== PAGE EXCERPT

Detecting Multiple Semantic Concerns in Tangled Code Commits
Code commits in a version control system (e.g., Git) should be atomic, i.e., focused on a single goal, such as adding a feature or fixing a bug. In practice, however, developers often bundle multiple concerns into tangled commits, obscuring intent and complicating maintenance. Recent studies have used Conventional Commits Specification (CCS) and Language Models (LMs) to capture commit intent, demonstrating that Small Language Models (SLMs) can approach the performance of Large Language Models (LLMs) while maintaining efficiency and privacy. However, they do not address tangled commits involving multiple concerns, leaving the feasibility of using LMs for multi-concern detection unresolved. In this paper, we frame multi-concern detection in tangled commits as a multi-label classification problem and construct a controlled dataset of artificially tangled commits based on real-world data. We then present an empirical study using SLMs to detect multiple semantic concerns in tangled commits, examining the effects of fine-tuning, concern count, commit-message inclusion, and header-preserving truncation under practical token-budget limits. Our results show that a fine-tuned 14B-parameter SLM is competitive with a state-of-the-art LLM for single-concern commits and remains usable for up to three concerns. In particular, including commit messages improves detection accuracy by up to 44% (in terms of Hamming Loss) with negligible latency overhead, establishing them as important semantic cues.

====

### STUDY QUESTIONS:
[1] Do these statements agree with the abstract on tangled code commits? Answer yes or no for each, quoting the words of the abstract that decide it.
(a) The study treats multi-concern detection as a multi-label classification problem.
(b) The dataset consists of naturally tangled commits used without modification.
(c) Including commit messages adds substantial latency.
[2] According to the abstract on tangled code commits, up to how many concerns does the fine-tuned 14B-parameter SLM remain usable?
[3] Carry the abstract on tangled code commits forward from its last sentence.

== SOURCE DATA

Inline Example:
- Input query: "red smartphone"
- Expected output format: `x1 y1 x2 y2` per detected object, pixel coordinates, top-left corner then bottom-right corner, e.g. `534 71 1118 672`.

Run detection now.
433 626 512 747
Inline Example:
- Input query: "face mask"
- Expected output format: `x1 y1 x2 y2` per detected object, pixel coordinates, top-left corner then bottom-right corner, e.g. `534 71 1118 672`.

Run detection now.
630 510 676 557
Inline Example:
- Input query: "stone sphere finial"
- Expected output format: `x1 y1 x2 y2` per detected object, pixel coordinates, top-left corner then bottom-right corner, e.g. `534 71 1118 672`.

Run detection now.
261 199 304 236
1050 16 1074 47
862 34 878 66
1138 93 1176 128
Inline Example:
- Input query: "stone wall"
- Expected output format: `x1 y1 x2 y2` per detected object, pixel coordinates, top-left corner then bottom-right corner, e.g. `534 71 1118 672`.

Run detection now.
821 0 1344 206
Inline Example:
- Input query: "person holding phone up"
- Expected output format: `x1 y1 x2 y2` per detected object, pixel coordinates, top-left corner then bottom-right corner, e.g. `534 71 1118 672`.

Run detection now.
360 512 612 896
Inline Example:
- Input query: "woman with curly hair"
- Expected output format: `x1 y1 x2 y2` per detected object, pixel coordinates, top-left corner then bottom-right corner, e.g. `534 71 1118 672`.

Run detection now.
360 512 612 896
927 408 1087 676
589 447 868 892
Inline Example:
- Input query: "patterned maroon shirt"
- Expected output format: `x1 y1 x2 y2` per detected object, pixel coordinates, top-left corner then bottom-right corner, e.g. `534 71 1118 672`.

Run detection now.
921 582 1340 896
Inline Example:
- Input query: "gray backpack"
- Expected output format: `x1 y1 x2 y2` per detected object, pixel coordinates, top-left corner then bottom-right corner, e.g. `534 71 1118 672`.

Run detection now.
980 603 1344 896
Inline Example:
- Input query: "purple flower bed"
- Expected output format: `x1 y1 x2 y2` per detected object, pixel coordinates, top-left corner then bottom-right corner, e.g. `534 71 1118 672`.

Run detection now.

====

### ANSWERS BELOW:
[1]
(a) Yes: "we frame multi-concern detection in tangled commits as a multi-label classification problem"
(b) No: "construct a controlled dataset of artificially tangled commits based on real-world data"
(c) No: "with negligible latency overhead"

[2] Up to three concerns.

[3]
💡 Research Summary
The paper tackles the pervasive problem of tangled commits in version‑control systems, where a single commit bundles multiple semantic concerns (e.g., a feature addition together with a bug fix or a refactoring). While prior work has largely treated commit atomicity as a structural issue or has focused on single‑label classification, this study reframes the task as a multi‑label classification problem and investigates whether small language models (SLMs) can reliably detect multiple concerns under realistic constraints.
Dataset Construction – The authors start from the Zeng CCS‑labeled corpus of atomic commits, apply a refined Conventional Commits Specification (CCS) taxonomy that collapses overlapping types and removes ambiguous labels (perf, style, chore), leaving seven clean labels: feat, fix, refactor, docs, test, build, and ci. They filter out any commit that already exhibits more than one label, creating a pool of truly single‑concern commits. From this pool they synthesize tangled commits by randomly concatenating two or three single‑concern commits, preserving the original diff and message for each component. The resulting benchmark contains 1,750 artificially tangled commits with ground‑truth label sets ranging from one to three concerns, mirroring the distribution observed in real‑world studies (≈90 % of tangled commits involve ≤3 concerns).
Model and Training – The base model is Qwen‑3‑14B, a 14‑billion‑parameter transformer. To keep fine‑tuning affordable on consumer hardware, the authors employ LoRA (Low‑Rank Adaptation), a parameter‑efficient fine‑tuning (PEFT) technique that updates only a small subset of weights. They train the model on the synthetic dataset, comparing three input configurations: (1) diff only, (2) diff + commit message, and (3) diff truncated under a token budget while preserving the CCS header (the “header‑preserving truncation” policy). For baselines they use a state‑of‑the‑art large language model (LLM) such as GPT‑4, as well as the un‑fine‑tuned Qwen‑3‑14B.
Evaluation Metrics – Accuracy is measured with Hamming Loss (the fraction of incorrectly predicted labels), Exact Match Ratio, and micro‑averaged F1. Inference latency (milliseconds per commit) is also recorded to assess practical deployability.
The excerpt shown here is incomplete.